#### WRITTEN TASK
Return the lines of the records word for word, starting at the line that contains "Bounding boxes for purple" and ending with the last line of the records, both included.

#### INPUT ROWS
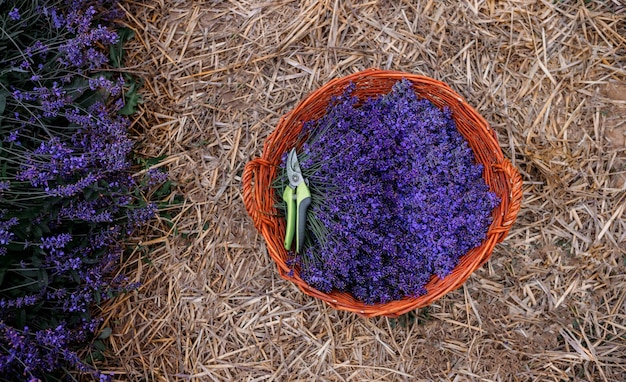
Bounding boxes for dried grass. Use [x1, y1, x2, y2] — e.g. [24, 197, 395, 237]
[102, 0, 626, 381]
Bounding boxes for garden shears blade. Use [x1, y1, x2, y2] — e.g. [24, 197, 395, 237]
[283, 148, 311, 253]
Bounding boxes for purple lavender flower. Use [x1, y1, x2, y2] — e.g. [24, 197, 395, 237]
[279, 80, 498, 303]
[9, 8, 21, 21]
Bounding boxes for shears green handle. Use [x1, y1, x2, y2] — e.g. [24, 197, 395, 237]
[283, 182, 311, 253]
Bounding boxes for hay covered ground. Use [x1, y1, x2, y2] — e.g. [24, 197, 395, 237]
[102, 0, 626, 381]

#### WRITTEN ANSWER
Bounding boxes for purple lavender flower. Use [x1, y1, x2, y2] — e.g. [24, 197, 395, 237]
[279, 80, 498, 303]
[9, 8, 21, 21]
Bounding boxes for shears green handle. Use [x1, y1, x2, y2] — e.g. [24, 197, 395, 237]
[283, 182, 311, 253]
Bounding boxes for hay covered ground. Use [x1, y1, x2, y2] — e.g. [24, 197, 395, 237]
[102, 0, 626, 381]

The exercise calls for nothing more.